##### Records supplied #####
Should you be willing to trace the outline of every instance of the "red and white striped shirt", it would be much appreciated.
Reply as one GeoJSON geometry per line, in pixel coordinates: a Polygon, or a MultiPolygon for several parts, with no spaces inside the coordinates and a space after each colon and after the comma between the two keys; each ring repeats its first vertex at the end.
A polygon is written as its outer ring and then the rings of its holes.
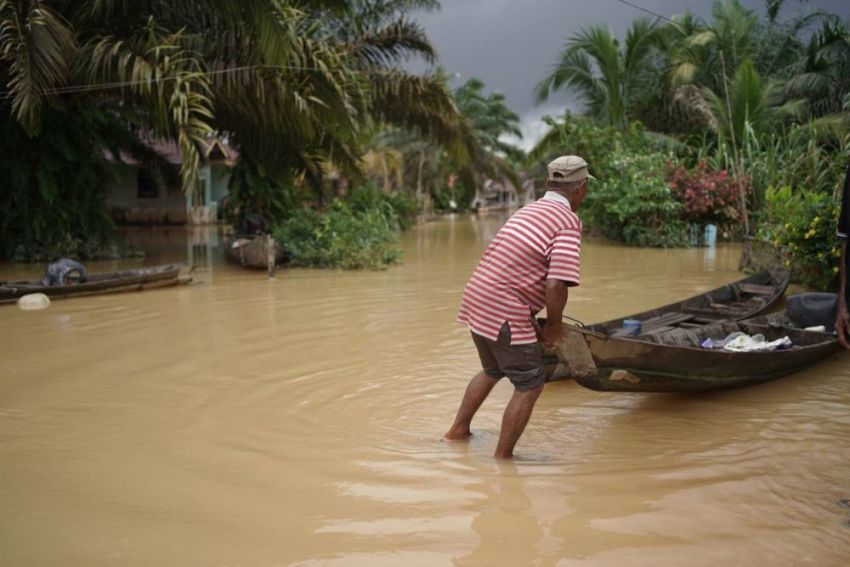
{"type": "Polygon", "coordinates": [[[511,344],[537,342],[532,318],[546,305],[546,280],[580,283],[581,220],[548,191],[499,230],[463,290],[457,321],[497,340],[505,321],[511,344]]]}

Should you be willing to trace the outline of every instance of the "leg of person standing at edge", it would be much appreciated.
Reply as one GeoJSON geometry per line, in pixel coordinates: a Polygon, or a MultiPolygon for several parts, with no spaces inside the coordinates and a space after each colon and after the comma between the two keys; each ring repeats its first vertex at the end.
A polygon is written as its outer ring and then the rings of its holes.
{"type": "Polygon", "coordinates": [[[522,432],[525,431],[525,426],[528,425],[531,412],[534,410],[534,404],[537,403],[537,398],[542,392],[543,384],[532,390],[514,390],[514,395],[511,396],[511,401],[508,402],[505,414],[502,416],[502,430],[499,433],[499,443],[496,445],[494,457],[510,459],[514,456],[514,447],[522,432]]]}
{"type": "Polygon", "coordinates": [[[840,287],[838,290],[838,317],[835,320],[835,334],[838,342],[846,349],[850,349],[850,314],[847,304],[850,297],[850,288],[847,287],[850,257],[847,256],[847,234],[850,232],[850,165],[844,176],[844,191],[841,194],[841,213],[838,217],[838,238],[841,239],[841,263],[840,287]]]}
{"type": "Polygon", "coordinates": [[[490,391],[498,381],[498,378],[487,376],[487,373],[483,370],[473,376],[469,382],[469,386],[466,387],[466,392],[463,394],[463,400],[460,402],[460,408],[457,410],[455,421],[443,436],[443,439],[446,441],[461,441],[472,437],[472,431],[470,430],[472,418],[475,417],[478,408],[481,407],[481,404],[490,395],[490,391]]]}

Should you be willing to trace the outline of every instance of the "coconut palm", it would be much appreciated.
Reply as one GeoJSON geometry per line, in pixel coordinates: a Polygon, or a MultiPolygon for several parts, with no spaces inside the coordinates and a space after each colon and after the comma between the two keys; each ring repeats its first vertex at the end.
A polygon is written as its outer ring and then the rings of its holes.
{"type": "Polygon", "coordinates": [[[792,67],[790,97],[810,103],[813,117],[841,123],[850,113],[850,25],[826,21],[809,40],[805,54],[792,67]]]}
{"type": "Polygon", "coordinates": [[[343,11],[325,13],[322,26],[352,56],[367,82],[373,122],[411,130],[465,162],[476,151],[475,140],[442,72],[414,75],[403,66],[414,58],[435,61],[424,29],[408,13],[438,7],[435,0],[358,0],[343,11]]]}
{"type": "Polygon", "coordinates": [[[710,24],[689,30],[670,54],[673,87],[697,84],[719,91],[741,62],[754,58],[758,15],[753,10],[738,0],[719,0],[712,17],[710,24]]]}
{"type": "Polygon", "coordinates": [[[733,97],[732,107],[738,120],[733,129],[739,137],[743,135],[743,109],[735,110],[734,107],[735,99],[738,106],[743,105],[740,97],[744,92],[749,93],[746,98],[750,125],[758,127],[752,114],[757,106],[755,99],[768,92],[771,104],[788,103],[786,114],[799,114],[803,110],[798,100],[802,98],[801,93],[786,88],[783,94],[778,84],[790,76],[794,62],[804,53],[801,32],[828,15],[809,12],[783,21],[779,14],[784,4],[784,0],[767,0],[765,17],[760,20],[755,11],[743,7],[738,0],[721,0],[715,2],[713,19],[708,24],[690,17],[688,25],[677,22],[668,26],[674,37],[666,46],[673,101],[680,103],[678,106],[685,111],[701,115],[703,125],[718,132],[726,129],[728,117],[723,120],[719,117],[728,113],[721,108],[727,105],[720,105],[716,100],[712,103],[709,93],[713,93],[715,99],[725,97],[730,83],[734,82],[737,96],[733,97]],[[757,92],[763,90],[762,86],[766,89],[764,93],[757,92]]]}
{"type": "Polygon", "coordinates": [[[461,114],[469,122],[478,151],[468,165],[458,164],[457,171],[465,187],[475,187],[482,177],[507,177],[517,187],[521,184],[515,163],[523,159],[522,151],[506,138],[522,138],[519,116],[507,106],[500,92],[484,94],[480,79],[470,79],[455,89],[453,96],[461,114]]]}
{"type": "Polygon", "coordinates": [[[628,127],[642,77],[651,72],[659,26],[635,20],[625,44],[608,28],[591,26],[571,37],[552,70],[535,88],[537,101],[568,88],[577,94],[591,116],[621,130],[628,127]]]}

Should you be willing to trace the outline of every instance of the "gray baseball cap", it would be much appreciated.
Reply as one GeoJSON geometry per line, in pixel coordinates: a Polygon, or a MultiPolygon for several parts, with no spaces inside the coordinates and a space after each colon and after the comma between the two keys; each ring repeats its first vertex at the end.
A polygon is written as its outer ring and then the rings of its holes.
{"type": "Polygon", "coordinates": [[[585,178],[596,179],[587,171],[587,162],[579,156],[561,156],[546,166],[549,181],[581,181],[585,178]]]}

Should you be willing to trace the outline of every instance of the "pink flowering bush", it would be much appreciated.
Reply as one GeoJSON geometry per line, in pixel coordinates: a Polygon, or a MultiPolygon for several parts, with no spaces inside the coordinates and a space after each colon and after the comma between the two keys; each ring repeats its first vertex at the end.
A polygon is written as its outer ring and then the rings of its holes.
{"type": "MultiPolygon", "coordinates": [[[[743,178],[744,193],[750,182],[743,178]]],[[[738,223],[740,189],[738,181],[726,170],[709,170],[705,162],[694,169],[675,166],[668,176],[673,198],[682,204],[682,220],[696,225],[715,224],[728,229],[738,223]]]]}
#####
**Exercise objective:** If an entry holds an image, omit that image and print the remainder exactly as it stands.

**Exercise output:**
Should you be willing to trace the outline of every instance of the "red and white striped shirt", it would be much appreciated.
Reply as one GeoJSON geometry per line, in pixel coordinates: a Polygon, or a MultiPolygon for several parts, with no spaces inside the coordinates and a space after each colon and after the comma between the two keys; each ring repeats its first vertex at the end.
A polygon is written as its outer ring and then the rings of its holes.
{"type": "Polygon", "coordinates": [[[511,344],[537,342],[532,318],[546,305],[546,280],[580,283],[581,220],[548,191],[499,230],[463,290],[457,321],[497,340],[505,321],[511,344]]]}

Should you be willing to trace the outline of every instance of the "leg of person standing at edge", it would be much appreciated.
Reply as one GeoJSON geometry per line, in pixel coordinates: a Polygon, or a MultiPolygon for several parts, with no spaces inside the coordinates and a space after each colon and after the comma between the two keys; each ring repeats its first vertex at the end.
A polygon is written as its outer ring and then the rings of its holes.
{"type": "Polygon", "coordinates": [[[522,432],[525,431],[525,426],[528,425],[531,412],[534,410],[534,404],[537,403],[537,398],[542,392],[543,384],[532,390],[514,390],[514,395],[511,396],[511,401],[508,402],[505,414],[502,416],[502,430],[499,433],[499,443],[496,445],[494,457],[510,459],[514,456],[514,447],[522,432]]]}
{"type": "Polygon", "coordinates": [[[840,287],[838,290],[838,317],[835,320],[835,334],[838,342],[846,349],[850,349],[850,314],[847,304],[850,297],[850,288],[847,287],[850,257],[847,256],[847,234],[850,232],[850,165],[844,176],[844,191],[841,194],[841,213],[838,217],[838,238],[841,239],[841,263],[840,287]]]}
{"type": "Polygon", "coordinates": [[[490,391],[498,381],[498,378],[487,376],[487,373],[483,370],[473,376],[469,382],[469,386],[466,387],[466,392],[463,394],[463,400],[460,402],[460,408],[457,410],[455,421],[443,436],[443,439],[446,441],[461,441],[472,437],[472,431],[470,430],[472,418],[475,417],[478,408],[481,407],[481,404],[490,395],[490,391]]]}

Should you be willing to trace the outline of every instance of the "coconut palm", it would be much appreciated.
Reply as one GeoJSON geometry per line, in pixel coordinates: a Polygon, or a MultiPolygon for several parts, with no spaces inside the coordinates and a space after each colon and after the comma between the two keys; each ring repeats its first vertex at the end.
A polygon is written as its outer ring and then the rings of its holes.
{"type": "Polygon", "coordinates": [[[792,67],[790,97],[810,103],[813,117],[841,123],[850,113],[850,25],[826,21],[809,40],[805,54],[792,67]]]}
{"type": "Polygon", "coordinates": [[[343,11],[325,13],[322,26],[352,56],[367,82],[373,122],[411,130],[465,162],[476,151],[475,140],[442,72],[414,75],[403,66],[414,58],[435,61],[424,29],[408,13],[438,7],[435,0],[358,0],[343,11]]]}
{"type": "Polygon", "coordinates": [[[710,24],[689,30],[670,54],[673,87],[697,84],[719,91],[741,62],[754,58],[758,15],[753,10],[738,0],[719,0],[712,17],[710,24]]]}
{"type": "Polygon", "coordinates": [[[733,97],[732,107],[738,120],[733,129],[739,137],[743,135],[743,109],[735,110],[734,107],[735,99],[738,106],[743,105],[740,97],[744,92],[749,93],[746,98],[750,125],[758,127],[752,114],[757,106],[755,99],[768,92],[771,104],[788,103],[786,114],[799,114],[803,110],[798,100],[802,98],[801,93],[786,88],[783,94],[778,84],[790,76],[794,62],[804,53],[801,32],[828,15],[809,12],[783,21],[779,14],[784,4],[784,0],[767,0],[765,17],[760,20],[755,11],[743,7],[738,0],[721,0],[715,2],[713,19],[708,24],[690,17],[688,25],[677,22],[668,26],[674,37],[666,46],[673,101],[680,103],[678,106],[685,111],[701,115],[703,125],[718,132],[726,129],[728,117],[723,120],[719,117],[728,113],[721,108],[727,105],[720,105],[716,100],[712,103],[709,93],[713,93],[715,99],[725,97],[730,83],[734,82],[737,96],[733,97]],[[757,92],[763,90],[762,86],[766,89],[764,93],[757,92]]]}
{"type": "Polygon", "coordinates": [[[461,114],[469,122],[478,151],[468,165],[458,164],[457,171],[465,187],[475,187],[482,177],[507,177],[517,187],[521,184],[515,163],[523,159],[522,151],[506,138],[522,138],[519,116],[507,106],[500,92],[484,94],[480,79],[470,79],[455,89],[453,96],[461,114]]]}
{"type": "Polygon", "coordinates": [[[628,127],[642,77],[651,72],[659,26],[635,20],[625,44],[608,28],[591,26],[571,37],[552,70],[535,88],[537,101],[568,88],[577,94],[591,116],[621,130],[628,127]]]}

Should you be willing to trace the outline of every instance of the "gray baseball cap", it would be much appreciated.
Reply as one GeoJSON geometry per line, in pixel coordinates: a Polygon, or a MultiPolygon for several parts, with no spaces inside the coordinates and a space after each colon and after the comma between the two keys; each ring repeats its first vertex at the end.
A polygon is written as its outer ring and then the rings of its holes.
{"type": "Polygon", "coordinates": [[[585,178],[596,179],[587,171],[587,162],[579,156],[561,156],[546,166],[549,181],[581,181],[585,178]]]}

Should you be willing to trace the outline of every instance of the "pink flowering bush", it would be much appreciated.
Reply as one GeoJSON geometry per line, in pixel coordinates: a Polygon, or a MultiPolygon for several parts, with no spaces inside the coordinates and a space after each colon and after the comma between the two keys; each ring repeats its first vertex at the end.
A polygon is written as its outer ring and then the rings of its holes.
{"type": "MultiPolygon", "coordinates": [[[[743,178],[744,193],[750,182],[743,178]]],[[[738,223],[740,189],[738,181],[726,170],[709,170],[705,162],[694,169],[675,166],[668,176],[673,198],[682,204],[682,220],[696,225],[715,224],[728,229],[738,223]]]]}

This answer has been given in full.